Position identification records
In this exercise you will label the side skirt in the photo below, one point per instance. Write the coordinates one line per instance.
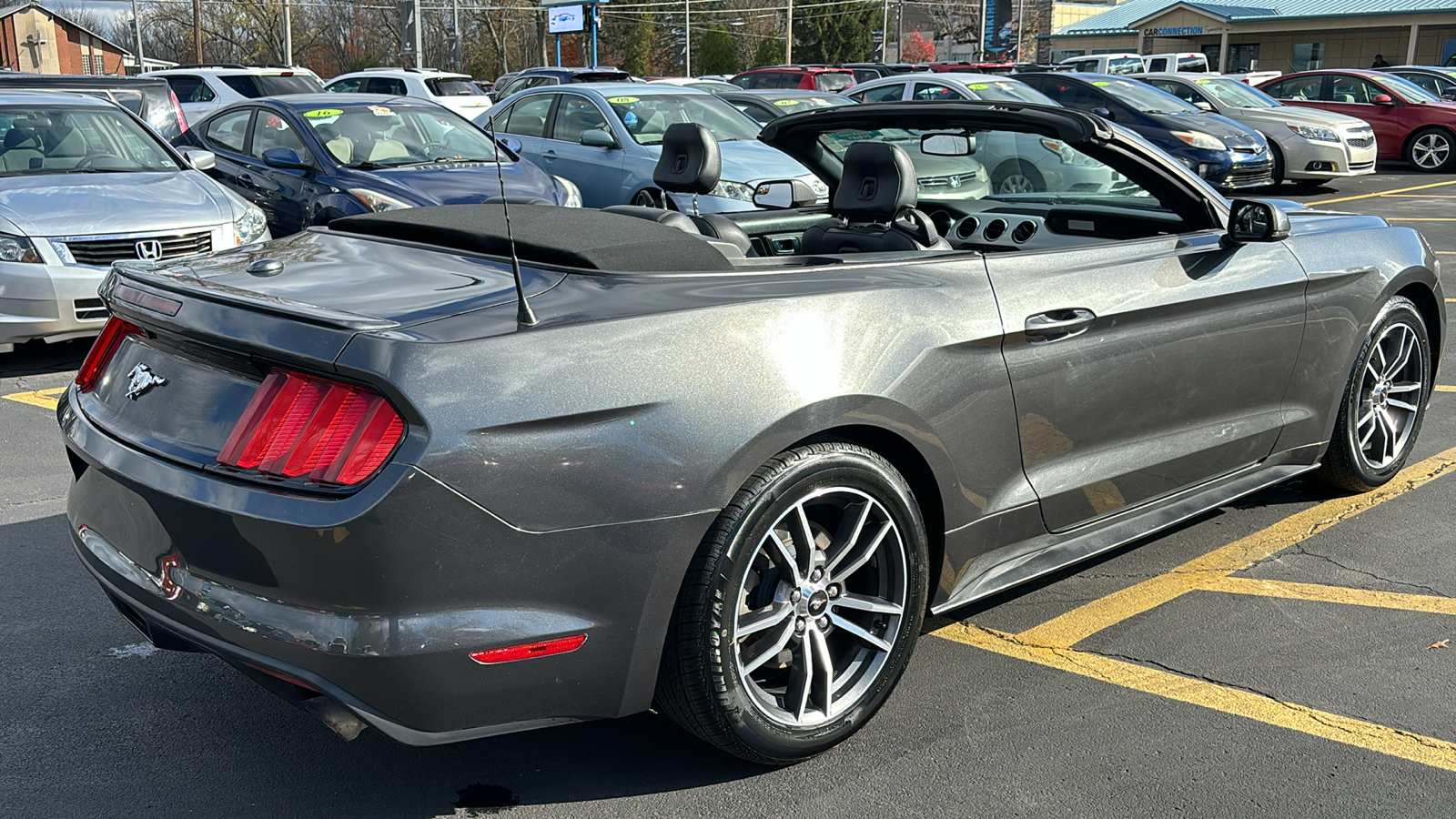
(1026, 560)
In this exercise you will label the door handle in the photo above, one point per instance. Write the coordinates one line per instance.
(1059, 324)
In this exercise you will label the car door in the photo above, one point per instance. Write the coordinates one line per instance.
(1145, 366)
(526, 121)
(281, 193)
(226, 136)
(597, 171)
(1351, 95)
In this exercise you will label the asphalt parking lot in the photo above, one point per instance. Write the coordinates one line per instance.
(1292, 654)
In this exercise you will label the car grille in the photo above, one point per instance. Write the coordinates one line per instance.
(89, 309)
(101, 252)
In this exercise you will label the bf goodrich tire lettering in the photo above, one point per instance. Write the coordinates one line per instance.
(801, 606)
(1383, 402)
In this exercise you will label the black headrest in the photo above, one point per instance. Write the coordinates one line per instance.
(689, 162)
(877, 184)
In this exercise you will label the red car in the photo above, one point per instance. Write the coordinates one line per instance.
(1410, 123)
(807, 77)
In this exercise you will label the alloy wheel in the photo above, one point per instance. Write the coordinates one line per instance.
(1431, 150)
(820, 606)
(1390, 395)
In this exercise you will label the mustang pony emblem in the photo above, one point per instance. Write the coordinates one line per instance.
(142, 379)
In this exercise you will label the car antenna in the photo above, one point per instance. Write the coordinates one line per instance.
(523, 308)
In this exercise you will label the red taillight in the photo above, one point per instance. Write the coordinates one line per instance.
(305, 426)
(528, 651)
(102, 351)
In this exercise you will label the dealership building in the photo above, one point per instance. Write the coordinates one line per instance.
(1264, 35)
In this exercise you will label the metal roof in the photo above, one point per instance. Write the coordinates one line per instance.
(1120, 19)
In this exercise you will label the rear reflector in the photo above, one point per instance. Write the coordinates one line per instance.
(102, 351)
(528, 651)
(305, 426)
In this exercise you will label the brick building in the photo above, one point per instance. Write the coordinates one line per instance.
(41, 41)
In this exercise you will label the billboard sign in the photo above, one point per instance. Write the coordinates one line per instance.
(565, 19)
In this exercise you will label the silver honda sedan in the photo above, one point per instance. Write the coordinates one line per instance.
(84, 184)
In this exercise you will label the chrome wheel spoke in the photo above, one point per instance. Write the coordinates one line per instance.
(855, 629)
(785, 632)
(866, 603)
(763, 618)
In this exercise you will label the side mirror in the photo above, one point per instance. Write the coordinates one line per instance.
(781, 196)
(946, 145)
(284, 157)
(200, 159)
(1252, 220)
(597, 137)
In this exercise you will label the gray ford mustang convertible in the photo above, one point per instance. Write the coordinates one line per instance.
(721, 464)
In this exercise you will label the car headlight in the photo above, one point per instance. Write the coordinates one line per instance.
(18, 249)
(1315, 133)
(1200, 140)
(378, 201)
(251, 227)
(733, 191)
(571, 194)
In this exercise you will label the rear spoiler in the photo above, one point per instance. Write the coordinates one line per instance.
(182, 280)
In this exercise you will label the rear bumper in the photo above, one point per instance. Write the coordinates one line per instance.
(378, 599)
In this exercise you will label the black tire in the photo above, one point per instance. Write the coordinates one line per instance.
(1018, 171)
(703, 682)
(1431, 150)
(1358, 468)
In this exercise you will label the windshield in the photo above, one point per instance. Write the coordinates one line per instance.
(376, 136)
(76, 140)
(453, 86)
(1047, 169)
(834, 80)
(1145, 98)
(1237, 94)
(647, 116)
(1011, 91)
(1125, 66)
(1409, 91)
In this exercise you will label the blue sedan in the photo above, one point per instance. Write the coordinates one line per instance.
(606, 138)
(308, 159)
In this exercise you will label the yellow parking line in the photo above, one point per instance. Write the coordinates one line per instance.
(1427, 751)
(1383, 193)
(38, 398)
(1427, 603)
(1084, 622)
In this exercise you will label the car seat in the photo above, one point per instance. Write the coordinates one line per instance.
(874, 207)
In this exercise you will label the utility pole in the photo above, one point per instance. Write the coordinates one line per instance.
(788, 38)
(136, 21)
(288, 33)
(197, 29)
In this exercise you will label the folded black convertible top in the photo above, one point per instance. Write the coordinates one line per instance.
(567, 237)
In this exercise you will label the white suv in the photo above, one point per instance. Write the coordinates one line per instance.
(456, 92)
(203, 89)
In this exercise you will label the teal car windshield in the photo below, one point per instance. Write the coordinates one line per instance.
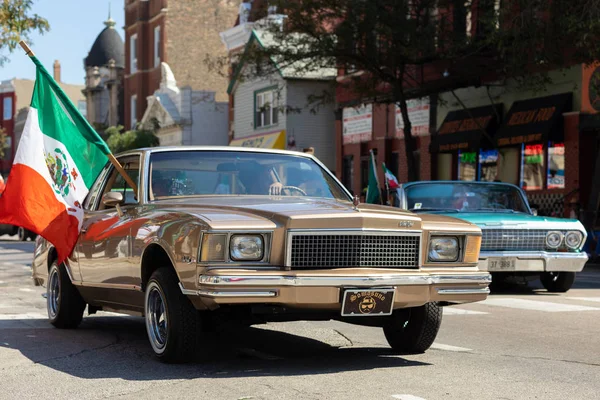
(464, 197)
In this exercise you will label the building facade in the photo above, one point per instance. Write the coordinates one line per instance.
(185, 116)
(272, 110)
(183, 33)
(104, 74)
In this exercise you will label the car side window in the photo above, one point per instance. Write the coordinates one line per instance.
(116, 182)
(94, 192)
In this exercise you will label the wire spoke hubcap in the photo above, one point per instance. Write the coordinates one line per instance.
(156, 318)
(53, 293)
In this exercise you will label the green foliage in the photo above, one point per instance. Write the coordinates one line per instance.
(17, 23)
(119, 141)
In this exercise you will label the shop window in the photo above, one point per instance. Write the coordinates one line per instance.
(488, 165)
(444, 166)
(508, 165)
(532, 167)
(417, 156)
(394, 163)
(556, 165)
(467, 165)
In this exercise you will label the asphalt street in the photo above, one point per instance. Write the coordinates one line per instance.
(522, 343)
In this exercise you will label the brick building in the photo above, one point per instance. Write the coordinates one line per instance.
(183, 33)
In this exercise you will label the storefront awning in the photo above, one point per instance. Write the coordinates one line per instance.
(462, 129)
(272, 140)
(535, 120)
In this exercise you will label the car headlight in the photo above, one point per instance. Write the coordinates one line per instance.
(246, 247)
(554, 239)
(443, 248)
(573, 239)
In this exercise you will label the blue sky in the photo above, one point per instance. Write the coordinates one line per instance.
(74, 25)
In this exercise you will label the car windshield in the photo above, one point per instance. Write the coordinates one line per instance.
(235, 173)
(469, 197)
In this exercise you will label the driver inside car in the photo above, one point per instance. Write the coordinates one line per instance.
(259, 180)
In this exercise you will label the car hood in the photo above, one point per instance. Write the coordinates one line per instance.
(264, 212)
(518, 220)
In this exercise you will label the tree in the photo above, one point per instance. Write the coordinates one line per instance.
(119, 141)
(17, 23)
(393, 50)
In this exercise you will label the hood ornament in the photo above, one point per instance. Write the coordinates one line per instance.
(356, 202)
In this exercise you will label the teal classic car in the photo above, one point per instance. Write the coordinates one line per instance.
(515, 241)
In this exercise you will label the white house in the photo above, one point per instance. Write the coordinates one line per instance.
(185, 116)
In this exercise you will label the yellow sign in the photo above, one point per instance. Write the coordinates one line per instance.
(273, 140)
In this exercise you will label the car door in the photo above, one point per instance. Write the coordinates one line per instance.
(104, 247)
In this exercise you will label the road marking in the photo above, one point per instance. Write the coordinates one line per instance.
(461, 311)
(595, 299)
(447, 347)
(534, 305)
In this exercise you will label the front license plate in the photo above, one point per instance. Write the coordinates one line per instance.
(359, 302)
(502, 264)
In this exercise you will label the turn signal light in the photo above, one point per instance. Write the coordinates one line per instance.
(472, 249)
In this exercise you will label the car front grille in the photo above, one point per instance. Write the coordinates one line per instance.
(326, 251)
(513, 239)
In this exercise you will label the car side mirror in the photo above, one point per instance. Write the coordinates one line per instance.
(113, 199)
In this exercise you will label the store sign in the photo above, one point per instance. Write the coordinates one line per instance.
(533, 137)
(357, 124)
(418, 115)
(534, 154)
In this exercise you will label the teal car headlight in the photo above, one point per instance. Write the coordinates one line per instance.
(554, 239)
(573, 239)
(246, 247)
(443, 249)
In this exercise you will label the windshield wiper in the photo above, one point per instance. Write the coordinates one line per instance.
(434, 209)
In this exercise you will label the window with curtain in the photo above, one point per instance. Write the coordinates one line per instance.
(532, 167)
(467, 165)
(556, 165)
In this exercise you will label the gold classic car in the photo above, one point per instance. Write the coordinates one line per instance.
(251, 235)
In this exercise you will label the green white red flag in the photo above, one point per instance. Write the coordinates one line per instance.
(392, 181)
(58, 158)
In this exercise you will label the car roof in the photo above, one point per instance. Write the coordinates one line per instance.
(462, 182)
(161, 149)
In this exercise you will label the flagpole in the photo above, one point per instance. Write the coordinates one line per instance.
(387, 186)
(110, 156)
(376, 177)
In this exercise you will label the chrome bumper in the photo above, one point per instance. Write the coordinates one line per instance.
(540, 261)
(263, 285)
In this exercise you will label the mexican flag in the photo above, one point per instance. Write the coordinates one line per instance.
(391, 180)
(373, 192)
(58, 158)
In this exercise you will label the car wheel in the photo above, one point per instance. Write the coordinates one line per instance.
(172, 322)
(21, 234)
(558, 282)
(413, 330)
(64, 303)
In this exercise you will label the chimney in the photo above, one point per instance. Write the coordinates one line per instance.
(56, 70)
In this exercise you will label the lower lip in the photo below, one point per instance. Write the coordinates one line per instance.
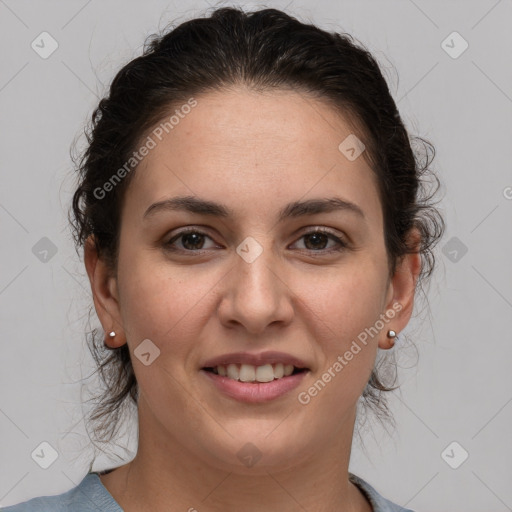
(255, 392)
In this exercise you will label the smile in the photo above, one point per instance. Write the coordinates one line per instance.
(251, 373)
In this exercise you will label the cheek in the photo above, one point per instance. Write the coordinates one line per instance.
(161, 303)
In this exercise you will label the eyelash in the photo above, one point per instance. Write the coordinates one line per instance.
(342, 245)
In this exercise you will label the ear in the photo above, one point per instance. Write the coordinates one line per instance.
(401, 289)
(105, 294)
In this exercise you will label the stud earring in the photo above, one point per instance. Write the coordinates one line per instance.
(392, 337)
(111, 336)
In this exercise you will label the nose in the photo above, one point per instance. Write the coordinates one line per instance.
(255, 292)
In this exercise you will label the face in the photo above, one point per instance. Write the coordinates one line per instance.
(252, 286)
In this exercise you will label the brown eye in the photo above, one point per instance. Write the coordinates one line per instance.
(316, 241)
(192, 241)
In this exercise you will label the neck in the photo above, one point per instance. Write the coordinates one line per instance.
(165, 475)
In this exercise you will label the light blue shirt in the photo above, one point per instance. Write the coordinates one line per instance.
(92, 496)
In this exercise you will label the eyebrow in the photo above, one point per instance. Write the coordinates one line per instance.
(294, 209)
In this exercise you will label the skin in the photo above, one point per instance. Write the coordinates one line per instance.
(254, 152)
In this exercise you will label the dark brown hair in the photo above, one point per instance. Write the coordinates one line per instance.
(263, 50)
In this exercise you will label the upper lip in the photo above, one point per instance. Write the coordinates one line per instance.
(255, 359)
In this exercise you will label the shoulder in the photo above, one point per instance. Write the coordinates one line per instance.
(378, 502)
(89, 496)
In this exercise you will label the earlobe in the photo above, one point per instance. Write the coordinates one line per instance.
(104, 291)
(401, 292)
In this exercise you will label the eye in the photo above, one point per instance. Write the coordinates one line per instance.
(193, 241)
(317, 238)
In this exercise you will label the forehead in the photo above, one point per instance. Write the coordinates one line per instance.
(256, 150)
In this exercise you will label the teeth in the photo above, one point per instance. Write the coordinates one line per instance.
(265, 373)
(247, 373)
(250, 373)
(233, 371)
(288, 369)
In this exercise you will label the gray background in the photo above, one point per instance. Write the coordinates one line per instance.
(460, 387)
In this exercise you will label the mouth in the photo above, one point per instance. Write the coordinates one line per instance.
(258, 374)
(254, 378)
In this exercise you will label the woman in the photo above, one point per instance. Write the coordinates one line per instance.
(254, 230)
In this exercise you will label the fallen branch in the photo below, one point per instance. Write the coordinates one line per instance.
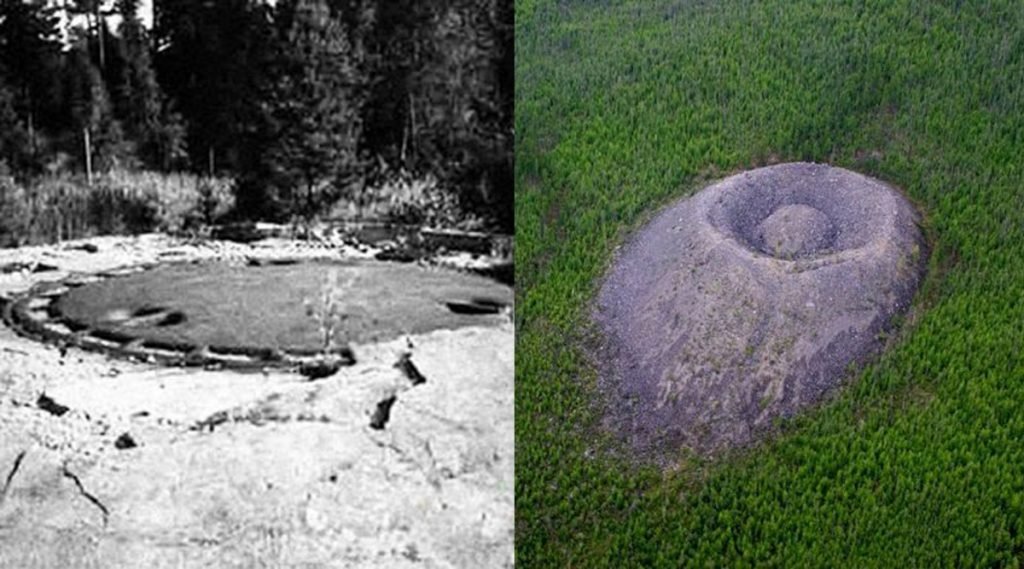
(82, 490)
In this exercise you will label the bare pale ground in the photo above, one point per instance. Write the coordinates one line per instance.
(252, 470)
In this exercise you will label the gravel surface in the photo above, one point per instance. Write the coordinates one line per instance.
(105, 463)
(749, 301)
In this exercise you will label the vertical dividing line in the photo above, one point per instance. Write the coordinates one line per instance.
(88, 158)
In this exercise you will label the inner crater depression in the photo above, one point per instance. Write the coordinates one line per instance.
(750, 301)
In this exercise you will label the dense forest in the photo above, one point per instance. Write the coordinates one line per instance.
(301, 103)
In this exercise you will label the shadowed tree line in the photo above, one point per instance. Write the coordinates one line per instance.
(304, 102)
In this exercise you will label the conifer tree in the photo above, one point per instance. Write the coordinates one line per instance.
(315, 106)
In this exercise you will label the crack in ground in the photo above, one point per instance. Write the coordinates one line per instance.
(78, 482)
(10, 476)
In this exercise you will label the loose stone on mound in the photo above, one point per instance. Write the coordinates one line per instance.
(750, 300)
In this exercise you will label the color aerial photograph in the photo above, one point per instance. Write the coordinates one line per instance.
(256, 283)
(770, 270)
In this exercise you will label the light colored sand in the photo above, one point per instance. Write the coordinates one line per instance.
(293, 476)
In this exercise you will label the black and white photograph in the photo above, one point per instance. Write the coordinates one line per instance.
(256, 283)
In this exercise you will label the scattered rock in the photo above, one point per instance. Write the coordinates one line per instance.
(383, 412)
(172, 318)
(475, 307)
(86, 247)
(320, 368)
(406, 365)
(125, 441)
(49, 405)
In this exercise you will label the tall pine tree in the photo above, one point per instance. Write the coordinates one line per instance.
(157, 132)
(315, 107)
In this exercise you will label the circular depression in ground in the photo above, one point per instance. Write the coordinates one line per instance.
(232, 307)
(750, 301)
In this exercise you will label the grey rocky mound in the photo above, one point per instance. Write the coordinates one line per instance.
(750, 301)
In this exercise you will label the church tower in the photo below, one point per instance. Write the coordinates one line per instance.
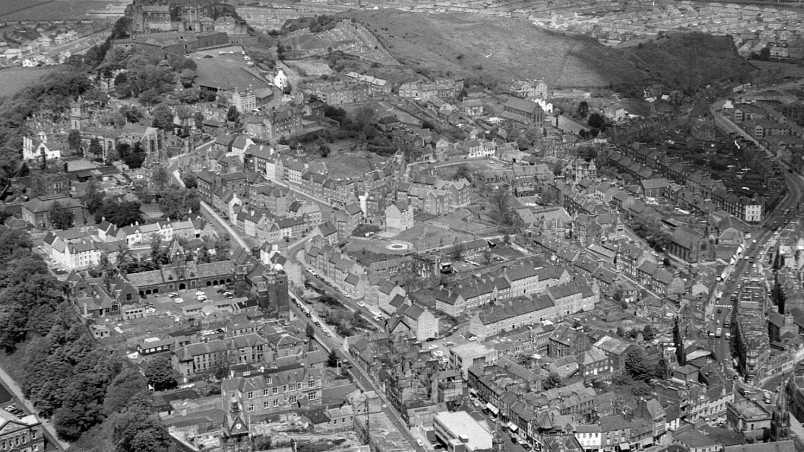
(497, 443)
(79, 116)
(236, 435)
(780, 419)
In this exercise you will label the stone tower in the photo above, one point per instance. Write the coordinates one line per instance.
(79, 116)
(497, 443)
(780, 419)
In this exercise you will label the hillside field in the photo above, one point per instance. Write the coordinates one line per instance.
(12, 10)
(505, 49)
(13, 80)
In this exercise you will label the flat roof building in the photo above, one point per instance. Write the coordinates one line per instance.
(459, 431)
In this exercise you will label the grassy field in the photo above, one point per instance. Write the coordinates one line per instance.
(12, 80)
(503, 49)
(351, 164)
(11, 10)
(11, 6)
(689, 59)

▶ _CHALLENGE_:
The lines to be quoted run from the line containing "In this exercise you will label the grey" through the end of the entries above, both included; quote them exactly and leave out any pictures.

▶ _RESULT OF THE TASK_:
In this exercise you will label the grey rocky mound in the photo above, one point per instance. Write the coordinates one line per instance.
(750, 301)
In this exercise you will label the church tower in the photo below, one point per instance. Write the coordinates one line per instance.
(497, 443)
(79, 116)
(236, 435)
(780, 419)
In this exercise you will label the stone tower in the photo above, one point per instance. Write the coordinates one line per instance.
(79, 116)
(497, 443)
(780, 419)
In this exercise you will label the hillside field in the photo above, one point per instance. Write the coordinates one line per instance.
(12, 10)
(505, 49)
(13, 80)
In this exercise you will label the flat roof building in the photo above, one point per instance. Write the coordinates one line per instance.
(459, 431)
In this exercise you will label the grassy field in the photo above, one point per instance. Write the coordinates one line per instance.
(12, 80)
(503, 49)
(351, 164)
(11, 10)
(11, 6)
(689, 59)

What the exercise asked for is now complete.